(Énoncé):
Pouvez-vous recopier toutes les lignes des enregistrements ci-dessous, consignes comprises, en décalant de -97 chaque coordonnée des cadres donnés en réponse, sans rien changer aux consignes ?
+ + + + +
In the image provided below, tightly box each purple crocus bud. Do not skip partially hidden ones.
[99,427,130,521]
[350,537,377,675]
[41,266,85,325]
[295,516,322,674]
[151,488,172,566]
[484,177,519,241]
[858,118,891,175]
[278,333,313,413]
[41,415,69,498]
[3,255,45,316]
+ + + + +
(Corrigé):
In the image provided below, tightly box each purple crocus bud. Do not skip partially hidden ones.
[2,330,33,424]
[253,440,280,578]
[-56,169,-12,228]
[198,419,225,577]
[54,391,75,469]
[387,80,422,144]
[761,21,794,78]
[181,236,216,316]
[-56,318,-28,401]
[-94,158,-52,219]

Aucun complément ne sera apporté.